begin Excerpt to read

I WAS SITTING WITH A GROUP OF TEXAS HISTORIANS who had come together to discuss some obscure issues concerning a painting of Davy Crockett when someone mentioned Walter Prescott Webb. Fifty years ago this name resounded across Texas. Webb was the one great intellectual we had. Born in Texas, nurtured here, educated here, and focused on Texas and the West in his work, Webb rose from true obscurity to international acclaim. He produced more than twenty books. In addition to his post at the University of Texas he was the Harmsworth Professor of American History at Oxford. His work was the subject of an international symposium in 1958 and again in 1972. He was the director of the Texas State Historical Association and the president of the American Historical Association. In 1950 a poll of professional historians chose Webb’s The Great Plains as the most significant book by a living historian. Webb was even nominated for a Nobel prize. Great historians are as rare as great novelists, and the world seemed to agree that Walter Prescott Webb was a great historian.

But that was then. The historians who had invited me along to the meeting about the Crockett painting, all published and active and aware of themselves as the contemporary guardians of Texas’ historical flame, spoke of Webb with an uneasy air that was not exactly dismissive, but almost. Each one’s comments made it clear that Webb was not a model for his career. One, in a reluctant and backhanded defense, even suggested that in the months before Webb was killed in an automobile accident in 1963 he had come close to repudiating his own work, or at least his most popular book, The Texas Rangers.

end Excerpt to read
begin Provided records

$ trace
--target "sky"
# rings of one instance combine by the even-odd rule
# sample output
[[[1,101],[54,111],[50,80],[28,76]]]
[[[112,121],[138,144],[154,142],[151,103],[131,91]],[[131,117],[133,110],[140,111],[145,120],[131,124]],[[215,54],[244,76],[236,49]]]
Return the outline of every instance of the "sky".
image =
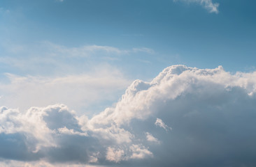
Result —
[[[1,166],[256,166],[255,6],[1,0]]]

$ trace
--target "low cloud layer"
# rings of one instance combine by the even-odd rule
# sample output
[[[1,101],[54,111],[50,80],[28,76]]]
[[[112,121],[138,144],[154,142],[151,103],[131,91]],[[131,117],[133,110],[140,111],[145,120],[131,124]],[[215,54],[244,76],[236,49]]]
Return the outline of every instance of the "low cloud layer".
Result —
[[[90,119],[64,104],[0,111],[3,166],[256,166],[256,72],[171,66]]]

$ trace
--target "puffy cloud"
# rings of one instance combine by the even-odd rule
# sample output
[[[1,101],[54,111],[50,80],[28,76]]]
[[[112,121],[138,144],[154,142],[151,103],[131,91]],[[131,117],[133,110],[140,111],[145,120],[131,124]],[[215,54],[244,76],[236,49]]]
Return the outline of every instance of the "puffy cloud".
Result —
[[[0,157],[49,166],[255,166],[255,102],[256,72],[173,65],[134,81],[90,119],[63,104],[1,107]]]
[[[187,3],[197,3],[207,9],[210,13],[218,13],[218,3],[213,3],[212,0],[174,0],[174,1],[182,1]]]

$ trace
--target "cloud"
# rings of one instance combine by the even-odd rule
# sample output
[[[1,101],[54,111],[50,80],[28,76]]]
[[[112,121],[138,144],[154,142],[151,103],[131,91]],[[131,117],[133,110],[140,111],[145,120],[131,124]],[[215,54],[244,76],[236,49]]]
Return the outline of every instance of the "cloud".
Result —
[[[114,67],[96,68],[91,72],[61,77],[6,74],[8,81],[0,83],[0,102],[21,110],[64,103],[80,111],[97,103],[115,100],[131,82]]]
[[[64,104],[2,106],[0,157],[46,166],[255,166],[255,102],[256,72],[173,65],[134,81],[91,118]]]
[[[162,120],[161,120],[160,118],[157,118],[155,125],[157,127],[160,127],[164,129],[164,130],[166,131],[169,131],[169,129],[171,130],[171,127],[168,127],[164,122]]]
[[[182,1],[187,3],[197,3],[200,4],[210,13],[218,13],[218,3],[213,3],[212,0],[174,0],[174,1]]]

end Provided records

Copy the passage on Walter Prescott Webb word for word from "But that was" to "The Texas Rangers.".

But that was then. The historians who had invited me along to the meeting about the Crockett painting, all published and active and aware of themselves as the contemporary guardians of Texas’ historical flame, spoke of Webb with an uneasy air that was not exactly dismissive, but almost. Each one’s comments made it clear that Webb was not a model for his career. One, in a reluctant and backhanded defense, even suggested that in the months before Webb was killed in an automobile accident in 1963 he had come close to repudiating his own work, or at least his most popular book, The Texas Rangers.